**Problem statement:** Reproduce every line of the records below verbatim, leaving the pictures out of your answer.

**Data for processing:**

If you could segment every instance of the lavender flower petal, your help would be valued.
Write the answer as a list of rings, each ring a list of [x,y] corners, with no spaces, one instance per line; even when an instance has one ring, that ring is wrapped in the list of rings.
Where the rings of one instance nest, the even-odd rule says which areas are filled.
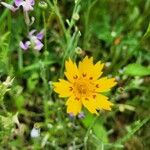
[[[33,34],[36,32],[36,30],[34,29],[34,30],[31,30],[30,32],[29,32],[29,38],[30,37],[32,37],[33,36]]]
[[[83,112],[80,112],[80,113],[78,114],[78,118],[79,118],[79,119],[82,119],[82,118],[84,118],[84,117],[85,117],[85,115],[84,115]]]
[[[43,45],[43,43],[42,43],[40,40],[36,40],[36,41],[35,41],[34,49],[40,51],[43,46],[44,46],[44,45]]]
[[[30,45],[30,41],[26,41],[25,43],[23,43],[22,41],[19,43],[20,47],[24,50],[27,50],[29,48]]]
[[[37,37],[37,39],[42,40],[43,37],[44,37],[44,32],[43,32],[43,30],[40,31],[40,32],[36,35],[36,37]]]
[[[15,5],[17,7],[20,7],[22,5],[22,3],[23,3],[23,0],[15,0]]]
[[[35,1],[34,0],[29,0],[30,1],[30,4],[33,6],[35,4]]]
[[[10,9],[10,10],[13,11],[13,12],[15,12],[15,11],[18,9],[18,7],[15,8],[14,6],[12,6],[12,5],[10,5],[10,4],[7,4],[7,3],[5,3],[5,2],[1,2],[1,4],[2,4],[3,6],[5,6],[6,8]]]
[[[29,0],[23,1],[23,2],[22,2],[22,7],[23,7],[23,11],[25,11],[25,12],[28,12],[28,11],[32,11],[32,10],[33,10],[33,7],[32,7],[32,5],[30,4],[30,1],[29,1]]]

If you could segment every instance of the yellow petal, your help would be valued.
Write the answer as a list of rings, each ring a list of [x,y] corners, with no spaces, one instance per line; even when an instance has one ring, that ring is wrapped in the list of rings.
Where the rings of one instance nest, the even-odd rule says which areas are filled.
[[[65,67],[66,67],[65,76],[67,77],[67,79],[70,82],[74,82],[74,80],[75,80],[74,78],[79,76],[79,71],[78,71],[77,65],[75,63],[73,63],[71,61],[71,59],[69,58],[69,60],[66,61],[66,63],[65,63]]]
[[[96,92],[107,92],[116,84],[117,82],[115,81],[115,78],[101,78],[95,82],[95,85],[97,87]]]
[[[113,103],[108,101],[108,97],[101,94],[97,94],[94,101],[97,109],[111,110],[113,105]]]
[[[102,74],[104,64],[97,62],[93,64],[93,58],[88,58],[87,56],[83,59],[82,62],[79,62],[79,72],[80,74],[86,74],[89,78],[98,79]]]
[[[67,113],[72,113],[73,115],[77,115],[82,108],[82,103],[80,100],[76,100],[73,96],[71,96],[67,102]]]
[[[69,83],[66,80],[59,80],[60,82],[54,82],[54,91],[59,94],[60,97],[69,97],[72,94],[72,91],[70,90],[72,87],[72,84]]]

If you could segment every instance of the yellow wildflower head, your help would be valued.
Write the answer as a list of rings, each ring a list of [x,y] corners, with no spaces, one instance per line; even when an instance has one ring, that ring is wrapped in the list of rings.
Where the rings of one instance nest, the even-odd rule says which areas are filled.
[[[95,114],[100,109],[111,110],[113,104],[101,93],[109,91],[116,82],[115,78],[100,78],[103,66],[100,61],[93,64],[92,57],[85,57],[78,67],[71,59],[66,61],[67,80],[55,82],[54,91],[59,97],[68,97],[67,113],[77,115],[81,112],[82,105]]]

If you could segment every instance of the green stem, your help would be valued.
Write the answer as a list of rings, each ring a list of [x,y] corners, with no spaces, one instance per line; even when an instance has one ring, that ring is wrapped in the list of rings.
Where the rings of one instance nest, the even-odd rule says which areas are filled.
[[[97,119],[98,119],[99,116],[96,116],[94,119],[93,119],[93,122],[91,123],[91,125],[89,126],[87,132],[86,132],[86,135],[85,135],[85,138],[84,138],[84,150],[87,150],[87,140],[88,140],[88,137],[89,137],[89,133],[92,129],[92,127],[94,126],[94,124],[96,123]]]

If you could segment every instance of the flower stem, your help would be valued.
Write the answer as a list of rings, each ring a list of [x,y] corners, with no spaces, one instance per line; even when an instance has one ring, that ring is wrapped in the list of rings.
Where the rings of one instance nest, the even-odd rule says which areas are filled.
[[[91,123],[91,125],[89,126],[89,128],[88,128],[88,130],[87,130],[87,132],[86,132],[86,135],[85,135],[85,138],[84,138],[84,149],[85,149],[85,150],[87,150],[87,140],[88,140],[90,131],[91,131],[92,127],[94,126],[94,124],[96,123],[98,117],[99,117],[99,116],[96,116],[96,117],[93,119],[93,122]]]

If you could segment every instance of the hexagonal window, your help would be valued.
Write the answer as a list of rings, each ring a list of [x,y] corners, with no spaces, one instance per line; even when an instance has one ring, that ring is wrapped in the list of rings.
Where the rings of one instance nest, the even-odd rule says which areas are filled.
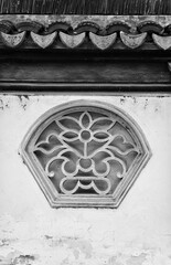
[[[39,118],[21,155],[52,206],[117,208],[151,152],[126,113],[77,100]]]

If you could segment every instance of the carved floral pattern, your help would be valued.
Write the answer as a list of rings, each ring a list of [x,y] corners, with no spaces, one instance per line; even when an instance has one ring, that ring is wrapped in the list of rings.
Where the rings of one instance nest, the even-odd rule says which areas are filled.
[[[74,115],[77,116],[77,113]],[[127,142],[124,135],[115,131],[115,118],[105,115],[93,118],[95,114],[88,110],[78,115],[55,119],[61,132],[47,132],[45,141],[39,141],[34,151],[46,156],[57,152],[44,169],[49,178],[54,178],[54,165],[60,165],[64,176],[60,182],[61,192],[73,194],[90,190],[100,195],[107,194],[111,190],[108,178],[111,167],[117,169],[116,178],[122,179],[128,170],[122,158],[130,152],[138,155],[138,149]],[[51,141],[55,144],[51,146]]]
[[[130,117],[87,100],[44,114],[21,152],[52,206],[109,208],[118,206],[151,155]]]

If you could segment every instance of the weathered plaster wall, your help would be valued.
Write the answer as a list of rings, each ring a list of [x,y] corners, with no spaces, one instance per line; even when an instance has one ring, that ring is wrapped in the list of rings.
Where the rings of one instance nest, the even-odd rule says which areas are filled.
[[[153,156],[117,210],[51,209],[19,146],[44,112],[81,96],[1,96],[0,265],[170,265],[171,97],[83,97],[128,112]]]

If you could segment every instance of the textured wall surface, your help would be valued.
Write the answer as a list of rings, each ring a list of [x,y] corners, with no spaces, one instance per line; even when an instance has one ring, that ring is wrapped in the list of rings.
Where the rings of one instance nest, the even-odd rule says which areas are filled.
[[[0,265],[170,265],[171,97],[83,97],[127,112],[152,158],[117,210],[51,209],[19,146],[44,112],[81,96],[1,96]]]

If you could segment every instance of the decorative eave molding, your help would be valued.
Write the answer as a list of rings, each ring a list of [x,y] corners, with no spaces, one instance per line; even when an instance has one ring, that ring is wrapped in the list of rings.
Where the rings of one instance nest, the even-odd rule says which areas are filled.
[[[0,47],[170,50],[171,15],[0,15]]]

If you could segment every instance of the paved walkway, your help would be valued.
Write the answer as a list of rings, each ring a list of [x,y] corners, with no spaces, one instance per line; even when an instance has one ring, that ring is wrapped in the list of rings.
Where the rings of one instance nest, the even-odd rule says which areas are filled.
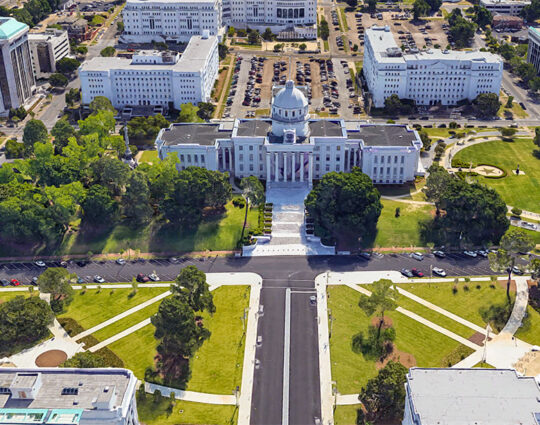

**Exercise output:**
If you could segment every instance of the lavender flower petal, your help would be valued.
Write the answer as a list of rings, each ring a list of [x,y] corners, with no spaces, one instance per line; even when an instance has one ring, that ring is wrapped in the list of rings.
Where the rings of one instance nest, the even-odd rule says which areas are filled.
[[[33,34],[36,32],[36,30],[34,29],[34,30],[31,30],[30,32],[29,32],[29,38],[30,37],[32,37],[33,36]]]
[[[83,112],[80,112],[80,113],[78,114],[78,118],[79,118],[79,119],[82,119],[82,118],[84,118],[84,117],[85,117],[85,115],[84,115]]]
[[[43,45],[43,43],[42,43],[40,40],[36,40],[36,41],[35,41],[34,49],[40,51],[43,46],[44,46],[44,45]]]
[[[30,45],[30,41],[26,41],[25,43],[23,43],[22,41],[19,43],[20,47],[24,50],[27,50],[29,48]]]
[[[37,37],[37,39],[42,40],[43,37],[44,37],[44,32],[43,32],[43,30],[40,31],[40,32],[36,35],[36,37]]]
[[[15,5],[17,7],[20,7],[22,5],[22,3],[23,3],[23,0],[15,0]]]
[[[35,1],[34,0],[29,0],[30,1],[30,4],[33,6],[35,4]]]
[[[10,9],[10,10],[13,11],[13,12],[15,12],[15,11],[18,9],[18,7],[15,8],[14,6],[12,6],[12,5],[10,5],[10,4],[7,4],[7,3],[5,3],[5,2],[1,2],[1,4],[2,4],[3,6],[5,6],[6,8]]]
[[[29,0],[23,1],[23,2],[22,2],[22,7],[23,7],[23,11],[25,11],[25,12],[28,12],[28,11],[32,11],[32,10],[33,10],[33,7],[32,7],[32,5],[30,4],[30,1],[29,1]]]

If you could segment every instance of the yellow petal, your help would be valued.
Write the answer as a list of rings, each ring a list of [x,y] corners, with no spaces, one instance per line; even when an instance has one ring, that ring is wrapped in the list of rings.
Where the rings of one instance nest, the even-odd rule says which areas are filled.
[[[65,67],[66,67],[65,76],[67,77],[67,79],[70,82],[74,82],[74,80],[75,80],[74,78],[79,76],[79,71],[78,71],[77,65],[75,63],[73,63],[71,61],[71,59],[69,58],[69,60],[66,61],[66,63],[65,63]]]
[[[96,92],[107,92],[116,84],[117,82],[115,81],[115,78],[101,78],[95,82],[95,85],[97,87]]]
[[[113,103],[108,101],[108,97],[101,94],[97,94],[94,101],[97,109],[111,110],[113,105]]]
[[[102,74],[104,64],[97,62],[93,64],[93,58],[88,58],[87,56],[83,59],[82,62],[79,62],[79,72],[80,74],[86,74],[89,78],[98,79]]]
[[[67,113],[72,113],[73,115],[77,115],[82,108],[82,103],[80,100],[76,100],[73,96],[71,96],[67,102]]]
[[[69,83],[66,80],[59,80],[60,82],[54,82],[54,91],[59,94],[60,97],[69,97],[72,94],[72,91],[70,90],[72,87],[72,84]]]

If you could segment every instance of the yellow wildflower head, your help would be valued.
Write the answer as a list of rings, each ring a list of [x,y] corners, with no spaces, one instance per line; even when an instance has one ring, that ring is wrapped in the list of rings.
Where the rings of one instance nest, the even-odd rule says which areas are filled.
[[[95,114],[100,109],[111,110],[113,104],[101,93],[109,91],[116,82],[115,78],[100,78],[103,66],[100,61],[93,64],[92,57],[85,57],[78,67],[71,59],[66,61],[67,80],[55,82],[54,91],[59,97],[68,97],[67,113],[77,115],[81,112],[82,105]]]

If you could segment every instance of the green stem, your help would be valued.
Write the answer as a list of rings, each ring a list of [x,y] corners, with no spaces, one instance per line; even when an instance has one ring, that ring is wrapped in the list of rings.
Where the rings of one instance nest, the even-odd rule says which areas are filled.
[[[97,119],[98,119],[99,116],[96,116],[94,119],[93,119],[93,122],[91,123],[91,125],[89,126],[87,132],[86,132],[86,135],[85,135],[85,138],[84,138],[84,150],[87,150],[87,140],[88,140],[88,137],[89,137],[89,133],[92,129],[92,127],[94,126],[94,124],[96,123]]]

If you could segment every instance of the flower stem, your help would be valued.
Write the answer as a list of rings, each ring a list of [x,y] corners, with no spaces, one instance per line; even when an instance has one ring, that ring is wrapped in the list of rings.
Where the rings of one instance nest, the even-odd rule says which areas are filled.
[[[91,123],[91,125],[89,126],[89,128],[88,128],[88,130],[87,130],[87,132],[86,132],[86,135],[85,135],[85,138],[84,138],[84,149],[85,149],[85,150],[87,150],[87,140],[88,140],[90,131],[91,131],[92,127],[94,126],[94,124],[96,123],[98,117],[99,117],[99,116],[96,116],[96,117],[93,119],[93,122]]]

If you could segment every instance of the hexagonal window, your help would be valued.
Write the answer as a list of rings, each ring a list of [x,y] corners, with no spaces, one instance per line; even when an instance has one ring, that ring is wrapped in the list of rings.
Where the rings of one instance nest, the even-odd rule says which areas are filled.
[[[39,118],[21,155],[52,206],[117,208],[151,152],[126,113],[77,100]]]

If you could segment every instance of the carved floral pattern, your help would be valued.
Write the answer as a list of rings, each ring a list of [x,y] corners, with no spaces, one instance per line; even when an instance has one ring, that ring is wrapped in the list of rings.
Where the rings of one instance nest, the even-odd rule says which areas are filled.
[[[74,115],[77,116],[77,113]],[[127,142],[124,135],[115,131],[115,118],[105,115],[93,118],[95,114],[88,110],[78,115],[55,119],[61,132],[47,132],[45,141],[39,141],[34,151],[46,156],[57,152],[44,169],[49,178],[54,178],[54,165],[60,165],[64,176],[60,182],[61,192],[73,194],[90,190],[100,195],[107,194],[111,190],[108,178],[111,167],[117,169],[116,178],[122,179],[128,170],[122,158],[130,152],[138,155],[138,149]],[[51,141],[55,144],[51,146]]]
[[[130,117],[87,100],[44,114],[21,152],[52,206],[109,208],[118,206],[151,155]]]

If you could segment every instance of the weathered plaster wall, your help would be valued.
Write the answer as a list of rings, each ring a list of [x,y] corners, with no spaces, one instance per line; even when an instance has one ring, that ring is wrapped in the list of rings.
Where the rings of one instance nest, the even-odd rule says which areas are filled.
[[[153,156],[117,210],[51,209],[19,146],[44,112],[81,96],[1,96],[0,265],[170,265],[171,97],[83,97],[128,112]]]

If you could segment every instance of the textured wall surface, your help would be valued.
Write the answer as a list of rings, each ring a list of [x,y] corners, with no spaces, one instance per line; even when an instance has one ring, that ring is wrapped in the list of rings.
Where the rings of one instance nest, the even-odd rule says which areas are filled.
[[[0,265],[170,265],[171,97],[83,97],[127,112],[152,158],[117,210],[51,209],[19,146],[44,112],[81,96],[1,96]]]

If you could segment every instance of the decorative eave molding, your help would be valued.
Write the answer as a list of rings, each ring a list of [x,y] corners, with no spaces, one instance per line; even when an instance has one ring, that ring is wrapped in the list of rings.
Where the rings of one instance nest, the even-odd rule says which areas are filled.
[[[0,47],[170,50],[171,15],[0,15]]]

If you could segment every instance of the paved walkway, your help would be valued.
Write the answer as a list of rings, each ring a list of [x,y] corners, with no spaces, one instance per line; even when an instance has one ring, that ring is wrapped in the list of rings.
Where the rings of one instance nest, the even-odd rule says which areas are filled.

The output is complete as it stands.